To do: Could you print each of the records below exactly?

Saved entries:
◆ ◆ ◆
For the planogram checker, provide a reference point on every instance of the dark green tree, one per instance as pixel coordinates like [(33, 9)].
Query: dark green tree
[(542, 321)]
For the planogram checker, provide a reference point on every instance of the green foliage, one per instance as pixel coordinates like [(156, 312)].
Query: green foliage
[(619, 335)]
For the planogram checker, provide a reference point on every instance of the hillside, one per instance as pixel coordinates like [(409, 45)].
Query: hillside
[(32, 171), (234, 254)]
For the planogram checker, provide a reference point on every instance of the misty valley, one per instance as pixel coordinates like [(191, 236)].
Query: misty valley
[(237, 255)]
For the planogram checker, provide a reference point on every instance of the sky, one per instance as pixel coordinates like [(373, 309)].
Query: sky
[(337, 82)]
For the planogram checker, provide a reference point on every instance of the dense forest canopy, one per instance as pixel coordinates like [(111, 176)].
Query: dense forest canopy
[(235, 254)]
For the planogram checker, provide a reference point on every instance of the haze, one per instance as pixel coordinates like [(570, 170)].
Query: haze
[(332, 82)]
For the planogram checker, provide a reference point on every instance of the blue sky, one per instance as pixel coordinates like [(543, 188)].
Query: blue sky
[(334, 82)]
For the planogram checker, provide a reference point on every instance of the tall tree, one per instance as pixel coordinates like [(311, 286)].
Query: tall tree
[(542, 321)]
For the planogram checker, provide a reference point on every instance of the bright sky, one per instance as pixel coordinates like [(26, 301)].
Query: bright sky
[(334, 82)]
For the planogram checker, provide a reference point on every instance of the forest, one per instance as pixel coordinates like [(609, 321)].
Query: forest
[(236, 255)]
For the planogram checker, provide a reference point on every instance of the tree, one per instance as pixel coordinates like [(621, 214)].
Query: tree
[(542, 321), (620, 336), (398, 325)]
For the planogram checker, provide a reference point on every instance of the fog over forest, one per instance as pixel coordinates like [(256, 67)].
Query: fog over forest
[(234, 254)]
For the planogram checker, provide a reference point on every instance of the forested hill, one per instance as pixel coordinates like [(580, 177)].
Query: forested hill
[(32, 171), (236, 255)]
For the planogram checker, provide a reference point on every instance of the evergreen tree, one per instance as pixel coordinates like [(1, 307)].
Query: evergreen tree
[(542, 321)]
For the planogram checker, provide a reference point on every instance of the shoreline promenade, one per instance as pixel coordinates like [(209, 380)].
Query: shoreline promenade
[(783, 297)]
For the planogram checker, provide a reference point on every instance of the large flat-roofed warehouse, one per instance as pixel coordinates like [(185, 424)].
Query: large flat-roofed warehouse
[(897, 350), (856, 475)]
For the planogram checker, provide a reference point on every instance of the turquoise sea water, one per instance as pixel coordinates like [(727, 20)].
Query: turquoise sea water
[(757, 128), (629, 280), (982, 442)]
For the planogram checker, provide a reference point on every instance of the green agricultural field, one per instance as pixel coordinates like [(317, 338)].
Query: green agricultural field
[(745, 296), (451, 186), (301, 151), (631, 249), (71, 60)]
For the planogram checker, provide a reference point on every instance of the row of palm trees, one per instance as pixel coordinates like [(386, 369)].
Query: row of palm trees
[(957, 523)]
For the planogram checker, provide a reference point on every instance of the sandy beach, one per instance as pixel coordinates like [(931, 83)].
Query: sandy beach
◆ ◆ ◆
Written reply:
For the planogram checker, provide a reference point on every instance of the dark green tree, one per instance as pixel coordinates like [(33, 9)].
Query: dark green tree
[(542, 321)]
For the planogram checker, provide a reference point on every instance of the green foliage, one per instance as pixel coordinates like [(156, 312)].
Query: green foliage
[(619, 335)]
For the planogram checker, provide a reference point on every instance of the hillside, one per instance as pixel coordinates like [(409, 45)].
Query: hillside
[(32, 171), (234, 254)]
For the planogram checker, provide a reference point on every instance of the misty valley, one per instance as pixel coordinates like [(191, 236)].
Query: misty valley
[(237, 255)]
For the planogram checker, provide a reference point on every instance of the sky, one per instance as pixel coordinates like [(373, 309)].
Query: sky
[(337, 82)]
For the planogram checker, provide a reference point on every instance of the dense forest canopy, one per instance as pixel coordinates like [(111, 176)].
Query: dense forest canopy
[(235, 254)]
For the planogram checker, provide a reference point on every instance of the haze, one per instance as pixel coordinates like [(570, 170)].
Query: haze
[(332, 82)]
For the planogram checker, provide a reference point on every instance of the blue sky, one per instance as pixel coordinates like [(543, 188)].
Query: blue sky
[(334, 82)]
For the planogram checker, provide a reference point on every instance of the tall tree, one per instance as pixel coordinates like [(311, 286)].
Query: tall tree
[(542, 321)]
For the planogram checker, provide a reference point on every instance of the bright sky, one per instance as pixel coordinates like [(26, 301)].
Query: bright sky
[(334, 82)]
For the planogram checker, provide a reference point on every instance of the forest, one per instance as pixel coordinates like [(609, 321)].
Query: forest
[(236, 255)]
For the planogram checker, provide a reference point on every instance of the tree, one per instance as pixel coordinates like [(621, 214)].
Query: tree
[(542, 321), (620, 336), (398, 325)]
For the planogram checker, provide a reference point on every instance of the fog over forest, one per instance as pixel coordinates like [(256, 67)].
Query: fog over forest
[(234, 254)]
For the planogram checker, provide a reference point on every instance of the forested hill, one per instance as pixel coordinates like [(580, 177)].
Query: forested hill
[(32, 171), (236, 255)]
For the planogram checker, provide a reference point on every instance of the evergreen tree, one per instance as pixel coordinates like [(1, 307)].
Query: evergreen tree
[(542, 321)]
For the planogram checker, provide a reference point on every instance of the shoreline promenade, one per instance as pixel coordinates like [(209, 380)].
Query: shoreline promenade
[(783, 297)]
For the planogram checker, provide a reference point on every instance of the large flat-roofed warehouse, one per instance as pixel coordinates like [(185, 424)].
Query: large flat-roofed warehouse
[(897, 350), (856, 475)]
For the planogram checker, provide a reference point on every instance of the turquoise sea water, one per instance as pixel coordinates like [(727, 20)].
Query: turquoise sea water
[(757, 128), (629, 280), (982, 442)]
For the planogram checker, provide a reference point on every instance of the green agricultural field, one per instance as pixel coordinates like [(317, 338)].
Query: green agricultural field
[(745, 296), (451, 186), (301, 151), (631, 249), (71, 60)]
For the planogram checker, provide a reference point on every instance of the row of palm trees, one per instance as pixel coordinates like [(386, 369)].
Query: row of palm trees
[(957, 523)]
For the planogram checker, provide a reference point on every instance of the sandy beach, one per instance as pixel coordinates like [(931, 83)].
Query: sandy beach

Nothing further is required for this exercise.